### SELECTED EXCERPT

Dataset Configuration#

NeuRodent supports multiple datasets and file formats through a flexible configuration system. This guide shows how to select and configure different datasets for your analyses.

Quick Start#

Switch datasets using environment variable:

# Run with Sox5 binary dataset
NEURODENT_DATASET=sox5_bin uv run snakemake --profile your-profile

# Run with AP3B2 NWB dataset
NEURODENT_DATASET=ap3b2_nwb uv run snakemake --profile your-profile

# Run with AP3B2 RHD dataset
NEURODENT_DATASET=ap3b2_rhd uv run snakemake --profile your-profile

How It Works#

File structure:

config/
├── config.yaml               # Main config (shared settings)
├── config.local.yaml         # Local overrides (gitignored)
├── datasets/                 # Dataset-specific configs
│   ├── sox5_bin.yaml        # Sox5 project, binary format
│   ├── ap3b2_nwb.yaml       # AP3B2 project, NWB format
│   └── ap3b2_rhd.yaml       # AP3B2 project, RHD format
└── samples*.json            # Sample metadata files

How dataset selection works:

  1. Main config (config.yaml) contains shared settings for all datasets

  2. Local overrides (config.local.yaml) are merged if the file exists (can set active_dataset)

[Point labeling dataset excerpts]
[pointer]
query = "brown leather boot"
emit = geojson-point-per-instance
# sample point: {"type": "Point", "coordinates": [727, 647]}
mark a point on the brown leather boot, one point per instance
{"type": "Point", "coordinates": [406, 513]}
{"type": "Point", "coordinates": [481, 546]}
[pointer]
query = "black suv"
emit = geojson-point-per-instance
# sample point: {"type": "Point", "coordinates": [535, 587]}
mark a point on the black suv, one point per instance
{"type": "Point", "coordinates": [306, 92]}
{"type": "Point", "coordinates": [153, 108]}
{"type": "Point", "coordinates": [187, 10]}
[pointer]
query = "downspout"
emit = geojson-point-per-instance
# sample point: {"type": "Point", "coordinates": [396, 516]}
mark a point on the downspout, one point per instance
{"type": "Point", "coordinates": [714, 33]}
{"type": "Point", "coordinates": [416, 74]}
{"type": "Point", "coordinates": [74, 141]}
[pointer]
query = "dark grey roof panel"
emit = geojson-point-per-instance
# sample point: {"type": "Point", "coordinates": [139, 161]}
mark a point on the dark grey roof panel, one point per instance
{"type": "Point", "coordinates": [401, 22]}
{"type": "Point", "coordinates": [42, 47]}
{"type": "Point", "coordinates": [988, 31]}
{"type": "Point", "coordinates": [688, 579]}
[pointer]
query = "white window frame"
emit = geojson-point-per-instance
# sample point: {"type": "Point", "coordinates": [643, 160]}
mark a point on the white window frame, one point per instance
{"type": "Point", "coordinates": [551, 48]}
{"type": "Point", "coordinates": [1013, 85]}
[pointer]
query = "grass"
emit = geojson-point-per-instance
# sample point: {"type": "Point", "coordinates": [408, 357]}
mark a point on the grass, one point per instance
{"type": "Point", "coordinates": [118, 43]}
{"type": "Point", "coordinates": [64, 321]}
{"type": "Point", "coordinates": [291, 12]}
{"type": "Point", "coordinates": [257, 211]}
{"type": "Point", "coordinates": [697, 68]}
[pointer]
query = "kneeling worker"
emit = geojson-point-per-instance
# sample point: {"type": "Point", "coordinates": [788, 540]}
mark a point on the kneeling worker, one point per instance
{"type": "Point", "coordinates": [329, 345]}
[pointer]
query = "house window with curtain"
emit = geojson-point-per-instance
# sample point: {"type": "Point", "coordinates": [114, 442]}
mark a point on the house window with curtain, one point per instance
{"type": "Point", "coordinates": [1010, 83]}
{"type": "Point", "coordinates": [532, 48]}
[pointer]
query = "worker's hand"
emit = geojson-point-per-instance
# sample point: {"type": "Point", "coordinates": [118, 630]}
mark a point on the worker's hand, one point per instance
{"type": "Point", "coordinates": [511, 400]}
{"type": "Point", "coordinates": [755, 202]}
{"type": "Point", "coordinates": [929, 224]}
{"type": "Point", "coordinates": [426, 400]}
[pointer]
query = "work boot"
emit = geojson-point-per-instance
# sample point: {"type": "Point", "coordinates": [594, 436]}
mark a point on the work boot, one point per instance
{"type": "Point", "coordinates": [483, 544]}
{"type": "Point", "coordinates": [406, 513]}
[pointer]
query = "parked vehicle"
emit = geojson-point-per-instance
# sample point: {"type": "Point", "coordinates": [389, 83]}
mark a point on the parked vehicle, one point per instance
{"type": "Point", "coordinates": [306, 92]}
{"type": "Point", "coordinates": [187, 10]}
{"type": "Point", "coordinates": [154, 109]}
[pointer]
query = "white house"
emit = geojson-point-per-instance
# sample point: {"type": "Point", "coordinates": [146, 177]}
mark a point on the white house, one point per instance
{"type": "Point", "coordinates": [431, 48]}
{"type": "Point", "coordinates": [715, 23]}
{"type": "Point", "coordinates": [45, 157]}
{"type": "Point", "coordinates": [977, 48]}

### TASK A
Reproduce the stretch of the dataset configuration guide from "# Run with AP3B2 RHD" through "config (shared settings)".
### TASK B
Which environment variable does the dataset configuration guide use to switch datasets?

### FULL OUTPUT A
# Run with AP3B2 RHD dataset
NEURODENT_DATASET=ap3b2_rhd uv run snakemake --profile your-profile

How It Works#

File structure:

config/
├── config.yaml               # Main config (shared settings)

### FULL OUTPUT B
NEURODENT_DATASET